*** Opening GIVEN ENTRIES ***
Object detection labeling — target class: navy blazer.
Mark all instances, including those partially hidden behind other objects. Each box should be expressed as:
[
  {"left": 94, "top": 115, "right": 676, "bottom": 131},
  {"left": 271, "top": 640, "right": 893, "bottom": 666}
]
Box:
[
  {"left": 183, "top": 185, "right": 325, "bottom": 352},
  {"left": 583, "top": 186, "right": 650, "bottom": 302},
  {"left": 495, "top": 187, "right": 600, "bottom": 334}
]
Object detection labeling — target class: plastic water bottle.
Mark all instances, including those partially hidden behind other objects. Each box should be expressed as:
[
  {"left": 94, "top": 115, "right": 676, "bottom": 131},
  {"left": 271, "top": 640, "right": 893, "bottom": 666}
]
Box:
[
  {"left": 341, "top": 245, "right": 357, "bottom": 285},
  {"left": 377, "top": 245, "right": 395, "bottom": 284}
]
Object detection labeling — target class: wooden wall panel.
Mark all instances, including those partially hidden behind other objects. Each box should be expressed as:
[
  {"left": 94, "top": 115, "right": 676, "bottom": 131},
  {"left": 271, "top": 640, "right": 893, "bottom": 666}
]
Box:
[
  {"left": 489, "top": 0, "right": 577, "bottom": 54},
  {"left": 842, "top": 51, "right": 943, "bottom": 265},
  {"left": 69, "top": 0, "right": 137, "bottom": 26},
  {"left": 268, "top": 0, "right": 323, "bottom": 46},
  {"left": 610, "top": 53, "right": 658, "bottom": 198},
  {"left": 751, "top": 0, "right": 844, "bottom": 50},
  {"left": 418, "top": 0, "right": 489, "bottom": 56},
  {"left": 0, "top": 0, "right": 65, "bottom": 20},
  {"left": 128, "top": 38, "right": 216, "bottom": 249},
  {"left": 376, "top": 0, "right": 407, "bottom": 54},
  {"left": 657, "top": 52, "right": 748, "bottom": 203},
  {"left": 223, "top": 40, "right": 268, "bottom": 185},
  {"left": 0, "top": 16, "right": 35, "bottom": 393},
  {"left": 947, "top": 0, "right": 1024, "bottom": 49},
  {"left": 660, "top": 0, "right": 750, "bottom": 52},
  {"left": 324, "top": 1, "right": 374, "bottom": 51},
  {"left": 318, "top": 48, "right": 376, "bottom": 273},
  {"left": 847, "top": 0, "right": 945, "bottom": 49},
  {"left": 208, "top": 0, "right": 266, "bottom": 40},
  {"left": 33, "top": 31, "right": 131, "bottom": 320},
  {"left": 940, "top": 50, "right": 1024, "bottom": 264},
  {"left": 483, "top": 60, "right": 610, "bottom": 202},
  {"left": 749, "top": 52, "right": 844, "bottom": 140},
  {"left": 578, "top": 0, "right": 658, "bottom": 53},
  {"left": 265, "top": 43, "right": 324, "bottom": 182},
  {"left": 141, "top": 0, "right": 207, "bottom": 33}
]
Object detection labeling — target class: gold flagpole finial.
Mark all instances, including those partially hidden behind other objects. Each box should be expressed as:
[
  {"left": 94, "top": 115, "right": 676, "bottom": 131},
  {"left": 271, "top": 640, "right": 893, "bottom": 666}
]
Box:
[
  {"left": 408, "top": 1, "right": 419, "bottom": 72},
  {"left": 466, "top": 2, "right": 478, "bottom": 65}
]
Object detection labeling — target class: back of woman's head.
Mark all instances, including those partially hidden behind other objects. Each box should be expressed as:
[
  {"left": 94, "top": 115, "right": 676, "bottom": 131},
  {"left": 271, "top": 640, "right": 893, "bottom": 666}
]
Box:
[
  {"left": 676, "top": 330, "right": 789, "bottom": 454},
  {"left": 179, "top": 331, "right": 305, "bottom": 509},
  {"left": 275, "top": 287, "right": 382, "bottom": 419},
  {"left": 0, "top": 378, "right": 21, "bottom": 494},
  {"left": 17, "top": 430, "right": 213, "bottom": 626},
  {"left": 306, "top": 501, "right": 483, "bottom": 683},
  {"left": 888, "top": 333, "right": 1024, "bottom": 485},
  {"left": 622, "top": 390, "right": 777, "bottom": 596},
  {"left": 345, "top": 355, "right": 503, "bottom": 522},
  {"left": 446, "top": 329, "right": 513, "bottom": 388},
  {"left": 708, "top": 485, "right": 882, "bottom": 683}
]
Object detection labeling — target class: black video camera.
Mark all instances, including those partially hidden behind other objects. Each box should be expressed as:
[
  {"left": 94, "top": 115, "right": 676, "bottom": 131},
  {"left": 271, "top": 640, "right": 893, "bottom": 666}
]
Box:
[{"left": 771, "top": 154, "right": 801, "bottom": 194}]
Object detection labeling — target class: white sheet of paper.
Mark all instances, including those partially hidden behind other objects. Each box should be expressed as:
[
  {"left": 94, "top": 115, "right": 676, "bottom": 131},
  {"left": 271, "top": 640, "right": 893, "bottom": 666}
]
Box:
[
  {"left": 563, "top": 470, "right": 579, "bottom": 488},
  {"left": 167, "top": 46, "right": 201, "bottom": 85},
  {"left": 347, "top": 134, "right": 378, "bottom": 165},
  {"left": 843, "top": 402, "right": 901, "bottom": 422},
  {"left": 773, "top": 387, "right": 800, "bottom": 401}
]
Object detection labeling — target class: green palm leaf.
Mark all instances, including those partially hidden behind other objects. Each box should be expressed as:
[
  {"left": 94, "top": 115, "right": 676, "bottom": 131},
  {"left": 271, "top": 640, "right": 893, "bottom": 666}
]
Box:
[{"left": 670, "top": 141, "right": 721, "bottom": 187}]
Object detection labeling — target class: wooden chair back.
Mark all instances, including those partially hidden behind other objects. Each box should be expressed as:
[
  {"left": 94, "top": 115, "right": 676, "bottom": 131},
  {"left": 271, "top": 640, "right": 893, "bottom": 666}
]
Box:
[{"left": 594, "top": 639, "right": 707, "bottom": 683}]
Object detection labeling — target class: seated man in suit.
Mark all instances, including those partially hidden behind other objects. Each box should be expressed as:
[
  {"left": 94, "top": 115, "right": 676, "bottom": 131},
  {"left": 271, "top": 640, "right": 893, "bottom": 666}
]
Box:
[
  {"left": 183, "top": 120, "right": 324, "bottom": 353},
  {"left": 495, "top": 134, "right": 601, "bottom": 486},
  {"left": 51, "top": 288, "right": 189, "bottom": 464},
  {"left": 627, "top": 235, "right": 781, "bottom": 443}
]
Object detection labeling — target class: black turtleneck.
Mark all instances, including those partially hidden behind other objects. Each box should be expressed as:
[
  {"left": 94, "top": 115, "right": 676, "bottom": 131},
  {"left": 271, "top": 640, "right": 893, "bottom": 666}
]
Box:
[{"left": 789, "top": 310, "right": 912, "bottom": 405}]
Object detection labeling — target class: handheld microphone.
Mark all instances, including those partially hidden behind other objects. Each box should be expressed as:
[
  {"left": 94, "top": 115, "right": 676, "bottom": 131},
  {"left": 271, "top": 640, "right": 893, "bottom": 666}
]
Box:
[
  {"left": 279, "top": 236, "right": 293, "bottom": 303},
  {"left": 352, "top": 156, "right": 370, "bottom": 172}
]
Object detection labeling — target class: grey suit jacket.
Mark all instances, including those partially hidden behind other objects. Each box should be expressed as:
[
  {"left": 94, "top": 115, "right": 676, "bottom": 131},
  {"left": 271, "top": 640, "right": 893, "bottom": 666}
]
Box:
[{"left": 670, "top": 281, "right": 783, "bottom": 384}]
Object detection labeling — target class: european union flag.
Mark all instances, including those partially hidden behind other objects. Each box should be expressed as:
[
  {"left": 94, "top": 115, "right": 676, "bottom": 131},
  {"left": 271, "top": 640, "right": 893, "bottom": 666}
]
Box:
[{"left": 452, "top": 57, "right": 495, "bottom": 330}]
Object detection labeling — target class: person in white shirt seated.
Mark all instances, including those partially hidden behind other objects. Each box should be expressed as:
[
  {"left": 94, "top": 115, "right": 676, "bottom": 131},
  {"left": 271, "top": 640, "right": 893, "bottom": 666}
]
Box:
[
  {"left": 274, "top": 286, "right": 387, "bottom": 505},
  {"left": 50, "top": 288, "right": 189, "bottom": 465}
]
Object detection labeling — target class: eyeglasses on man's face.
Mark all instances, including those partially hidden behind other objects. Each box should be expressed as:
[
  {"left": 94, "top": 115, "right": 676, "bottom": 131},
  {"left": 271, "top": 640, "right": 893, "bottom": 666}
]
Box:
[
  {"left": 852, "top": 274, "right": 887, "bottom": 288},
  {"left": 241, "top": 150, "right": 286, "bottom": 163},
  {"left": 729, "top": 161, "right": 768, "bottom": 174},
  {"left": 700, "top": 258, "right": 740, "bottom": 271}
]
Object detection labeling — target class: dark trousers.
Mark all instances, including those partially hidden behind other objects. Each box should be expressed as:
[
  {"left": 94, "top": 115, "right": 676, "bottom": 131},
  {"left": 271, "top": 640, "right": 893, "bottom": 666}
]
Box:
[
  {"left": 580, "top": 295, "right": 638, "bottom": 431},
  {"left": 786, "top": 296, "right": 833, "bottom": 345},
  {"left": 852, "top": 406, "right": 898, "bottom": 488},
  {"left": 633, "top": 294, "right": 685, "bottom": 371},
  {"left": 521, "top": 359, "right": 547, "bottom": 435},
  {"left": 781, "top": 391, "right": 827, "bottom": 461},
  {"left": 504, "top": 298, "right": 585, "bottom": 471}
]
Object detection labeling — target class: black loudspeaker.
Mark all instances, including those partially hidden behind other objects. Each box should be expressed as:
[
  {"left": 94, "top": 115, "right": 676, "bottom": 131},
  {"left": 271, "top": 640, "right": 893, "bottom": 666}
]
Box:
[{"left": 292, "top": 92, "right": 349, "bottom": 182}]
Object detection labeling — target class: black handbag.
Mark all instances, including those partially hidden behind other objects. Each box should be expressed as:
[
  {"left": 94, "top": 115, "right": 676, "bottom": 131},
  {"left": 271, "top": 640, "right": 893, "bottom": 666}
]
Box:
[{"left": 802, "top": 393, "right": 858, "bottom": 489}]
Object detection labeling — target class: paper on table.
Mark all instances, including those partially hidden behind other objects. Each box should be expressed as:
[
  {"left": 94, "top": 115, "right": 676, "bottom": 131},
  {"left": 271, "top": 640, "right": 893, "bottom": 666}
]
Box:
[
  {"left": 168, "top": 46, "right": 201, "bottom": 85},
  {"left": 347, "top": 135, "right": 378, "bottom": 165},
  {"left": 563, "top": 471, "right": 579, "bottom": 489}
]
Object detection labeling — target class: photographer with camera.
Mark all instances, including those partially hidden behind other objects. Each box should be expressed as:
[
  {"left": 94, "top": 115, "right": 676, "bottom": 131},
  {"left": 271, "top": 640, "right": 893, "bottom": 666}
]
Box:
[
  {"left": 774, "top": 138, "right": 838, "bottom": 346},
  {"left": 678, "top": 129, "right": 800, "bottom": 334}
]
*** Closing GIVEN ENTRIES ***
ABOUT THIS TASK:
Your answer must be a copy of every line in the data above that holds the string "black".

THE COMPLETED TASK:
Object detection labeling — target class: black video camera.
Object detection labeling — target class: black turtleneck.
Object detection labeling — target class: black loudspeaker.
Object detection labeling — target class: black handbag.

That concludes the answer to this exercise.